- _PROBLEM REQUIREMENTS_:
Give the data again exactly as written, skipping any pictures.

Object pointing dataset rows:
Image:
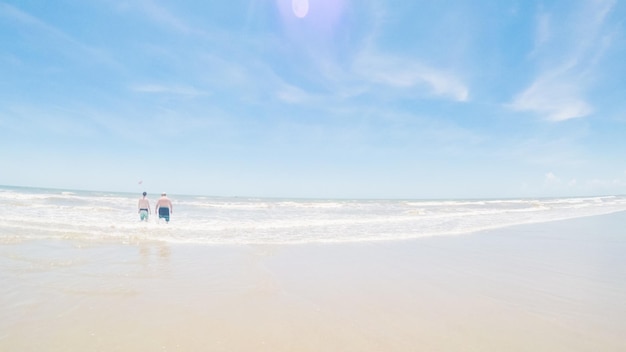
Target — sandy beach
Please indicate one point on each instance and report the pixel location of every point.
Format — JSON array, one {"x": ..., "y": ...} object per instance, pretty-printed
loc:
[{"x": 556, "y": 286}]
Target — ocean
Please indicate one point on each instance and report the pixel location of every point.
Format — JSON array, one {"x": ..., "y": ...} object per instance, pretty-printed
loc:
[{"x": 33, "y": 213}]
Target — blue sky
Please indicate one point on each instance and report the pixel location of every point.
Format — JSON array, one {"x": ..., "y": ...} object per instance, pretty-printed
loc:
[{"x": 356, "y": 99}]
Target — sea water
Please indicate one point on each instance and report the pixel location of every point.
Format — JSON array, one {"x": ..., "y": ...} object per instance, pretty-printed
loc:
[{"x": 30, "y": 214}]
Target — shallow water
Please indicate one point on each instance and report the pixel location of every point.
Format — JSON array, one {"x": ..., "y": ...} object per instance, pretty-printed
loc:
[{"x": 30, "y": 213}]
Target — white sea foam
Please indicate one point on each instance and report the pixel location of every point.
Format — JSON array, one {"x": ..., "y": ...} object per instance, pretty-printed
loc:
[{"x": 96, "y": 216}]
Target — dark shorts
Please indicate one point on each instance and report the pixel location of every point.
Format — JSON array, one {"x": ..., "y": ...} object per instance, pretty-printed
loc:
[{"x": 164, "y": 213}]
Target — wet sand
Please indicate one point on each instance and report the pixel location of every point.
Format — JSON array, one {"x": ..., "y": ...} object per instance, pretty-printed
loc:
[{"x": 556, "y": 286}]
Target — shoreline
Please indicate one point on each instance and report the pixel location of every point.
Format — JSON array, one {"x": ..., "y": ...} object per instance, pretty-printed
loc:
[{"x": 554, "y": 286}]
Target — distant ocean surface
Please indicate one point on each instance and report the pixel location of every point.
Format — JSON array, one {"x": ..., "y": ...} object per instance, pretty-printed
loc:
[{"x": 32, "y": 214}]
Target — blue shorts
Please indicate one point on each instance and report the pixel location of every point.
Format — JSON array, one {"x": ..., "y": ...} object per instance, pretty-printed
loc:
[{"x": 164, "y": 213}]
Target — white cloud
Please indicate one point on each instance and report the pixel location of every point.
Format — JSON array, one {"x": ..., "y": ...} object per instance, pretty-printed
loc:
[
  {"x": 551, "y": 178},
  {"x": 567, "y": 51},
  {"x": 174, "y": 90},
  {"x": 399, "y": 72},
  {"x": 556, "y": 100}
]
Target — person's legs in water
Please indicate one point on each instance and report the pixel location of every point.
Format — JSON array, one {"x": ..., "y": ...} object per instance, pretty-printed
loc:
[{"x": 164, "y": 213}]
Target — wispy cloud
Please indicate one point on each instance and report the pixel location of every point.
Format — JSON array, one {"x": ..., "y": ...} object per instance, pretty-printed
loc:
[
  {"x": 567, "y": 50},
  {"x": 55, "y": 39},
  {"x": 181, "y": 90},
  {"x": 405, "y": 73}
]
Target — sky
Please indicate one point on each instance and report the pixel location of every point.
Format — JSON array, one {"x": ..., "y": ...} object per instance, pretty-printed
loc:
[{"x": 315, "y": 98}]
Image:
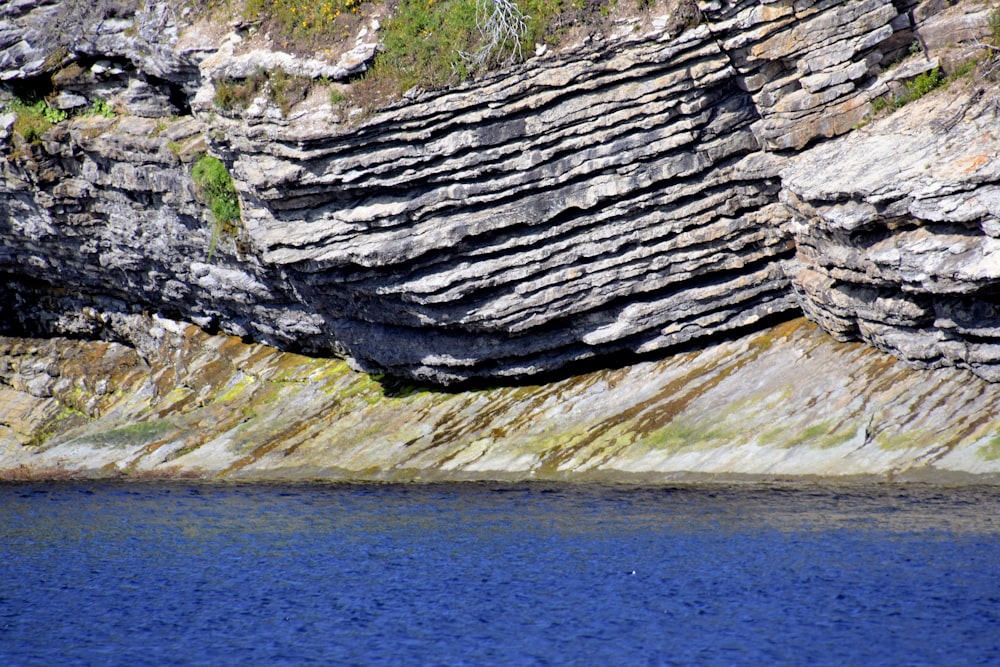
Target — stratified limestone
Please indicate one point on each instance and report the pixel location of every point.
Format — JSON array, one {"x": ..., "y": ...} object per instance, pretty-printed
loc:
[
  {"x": 898, "y": 233},
  {"x": 615, "y": 200}
]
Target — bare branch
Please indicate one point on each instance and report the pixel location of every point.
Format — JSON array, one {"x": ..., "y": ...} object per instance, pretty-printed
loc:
[{"x": 502, "y": 26}]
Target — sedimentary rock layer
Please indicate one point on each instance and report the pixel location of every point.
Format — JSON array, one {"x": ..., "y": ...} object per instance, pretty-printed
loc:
[
  {"x": 619, "y": 198},
  {"x": 788, "y": 402}
]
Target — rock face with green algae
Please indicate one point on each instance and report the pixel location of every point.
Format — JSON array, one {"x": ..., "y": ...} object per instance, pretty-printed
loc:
[{"x": 786, "y": 402}]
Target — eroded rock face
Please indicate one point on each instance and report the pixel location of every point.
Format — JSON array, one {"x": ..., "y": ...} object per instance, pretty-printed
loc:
[
  {"x": 624, "y": 198},
  {"x": 897, "y": 233}
]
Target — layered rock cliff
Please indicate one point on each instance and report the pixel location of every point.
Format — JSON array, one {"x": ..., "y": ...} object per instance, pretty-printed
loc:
[{"x": 624, "y": 196}]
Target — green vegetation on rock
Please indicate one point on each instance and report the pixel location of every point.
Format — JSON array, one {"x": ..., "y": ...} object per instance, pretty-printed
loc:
[
  {"x": 215, "y": 183},
  {"x": 34, "y": 118}
]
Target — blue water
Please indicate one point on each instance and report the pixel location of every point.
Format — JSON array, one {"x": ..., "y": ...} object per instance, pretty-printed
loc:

- _THE COMPLETED TASK_:
Image:
Target — sandy beach
Please indicate one point on each instance and report the pixel location of every point.
Format — JSON array, one {"x": ..., "y": ...} object per instance, pretty-printed
loc:
[{"x": 556, "y": 286}]
Target — ocean
Please indicate one point on each instance and report the pixel location of every point.
Format — JSON array, one {"x": ..., "y": ...} object per instance, pretty-printed
loc:
[{"x": 33, "y": 213}]
Target — blue sky
Please indicate one point on each instance and report the pixel location of every point.
Format — JSON array, one {"x": ..., "y": ...} object per instance, pretty-printed
loc:
[{"x": 356, "y": 99}]
Target — sea water
Please indicate one point on each instance and report the pixel location of every point.
Format — JSON array, one {"x": ..., "y": ...} object per instance, pretty-printed
loc:
[{"x": 30, "y": 214}]
Target — shallow water
Please indicate one point on each instance and report the pixel location of every point.
Format — JSON array, one {"x": ..., "y": ...} object per instance, pretty-printed
loc:
[{"x": 30, "y": 213}]
Target — white sea foam
Please indicate one point on each instance and report the pixel location of every point.
Format — JSON array, one {"x": ..., "y": ...} object per instance, pretty-printed
loc:
[{"x": 96, "y": 216}]
Target — dark shorts
Please indicate one point on each instance and report the pixel location of every point.
Format — JSON array, one {"x": ..., "y": ...} object per instance, pretty-printed
loc:
[{"x": 164, "y": 213}]
Target — wet sand
Please indicate one point on each instance and report the pixel location of every point.
Format — JSON array, one {"x": ..., "y": ...} object per instance, pretty-printed
loc:
[{"x": 556, "y": 286}]
Target — shoreline
Please indicate one point on each instance and report the pixel location of every point.
Format — JSON array, one {"x": ..., "y": ...} object per instance, pretty-printed
loc:
[{"x": 554, "y": 286}]
Target — distant ocean surface
Please indicate one point on each instance and report the pixel location of every point.
Format — JSON array, one {"x": ..., "y": ...} object per instance, pretty-printed
loc:
[{"x": 32, "y": 214}]
Target — blue shorts
Please indicate one point on each instance and report the pixel location of every point.
Format — JSON array, one {"x": ..., "y": ...} object per instance, pretty-printed
loc:
[{"x": 164, "y": 213}]
Target — white cloud
Please indicate one point on each instance and report the pixel location of every point.
Format — JSON array, one {"x": ..., "y": ...} object per instance, pretty-printed
loc:
[
  {"x": 551, "y": 178},
  {"x": 567, "y": 51},
  {"x": 174, "y": 90},
  {"x": 399, "y": 72},
  {"x": 556, "y": 100}
]
Target — person's legs in water
Please indicate one point on each instance and report the pixel location of every point.
Format — JSON array, one {"x": ..., "y": ...} object per instance, pretty-printed
loc:
[{"x": 164, "y": 213}]
Target — wispy cloud
Please indicate one point on each instance and report the pixel location of every point.
Format — JSON array, one {"x": ..., "y": ...} object per instance, pretty-printed
loc:
[
  {"x": 567, "y": 50},
  {"x": 55, "y": 39},
  {"x": 181, "y": 90},
  {"x": 405, "y": 73}
]
Target — sky
Please indicate one point on each instance and report the pixel location of every point.
Format — JSON array, one {"x": ..., "y": ...} object per instance, pretty-printed
loc:
[{"x": 315, "y": 98}]
Image:
Target — stratified limestone
Please indicate one point on each instance and report the pixel location of every point.
Format — JSON array, one {"x": ..., "y": ...} object per instance, pretty-printed
loc:
[
  {"x": 898, "y": 233},
  {"x": 615, "y": 200}
]
Target — bare branch
Please indicate one point on each instance and report the pixel location of every point.
Format — JSON array, one {"x": ..., "y": ...} object per instance, pretty-printed
loc:
[{"x": 502, "y": 26}]
Target — sedimentary rock layer
Please indicate one point on each instance and report the pixel location of every point.
Format — JSON array, one {"x": ..., "y": ...} object per instance, pretty-printed
loc:
[
  {"x": 619, "y": 198},
  {"x": 788, "y": 402}
]
Target — rock face with green algae
Please indicate one point on each instance and report the pixel location of every point.
Format — JSON array, one {"x": ..., "y": ...} object per instance, pretty-printed
loc:
[{"x": 786, "y": 402}]
Target — eroded rock face
Please indicate one point on each instance and report the pixel location of every point.
Format — JSON array, one {"x": ..., "y": ...} object per instance, pretty-printed
loc:
[
  {"x": 624, "y": 198},
  {"x": 897, "y": 233}
]
Target — layered rock cliff
Please indicate one point on each instance and report the pixel location of every point.
Format — JSON array, one {"x": ..., "y": ...} object per instance, pretty-printed
loc:
[{"x": 624, "y": 196}]
Target — green vegetation on rock
Please indicate one point on each instance and report the pixel location of every point.
Format — JSON array, one {"x": ..., "y": ...} object per instance, pretty-printed
loc:
[
  {"x": 215, "y": 183},
  {"x": 34, "y": 118}
]
Target — blue water
Please indicate one point on each instance and report the pixel location of every point.
Format — JSON array, one {"x": ..., "y": ...} object per instance, pretty-printed
loc:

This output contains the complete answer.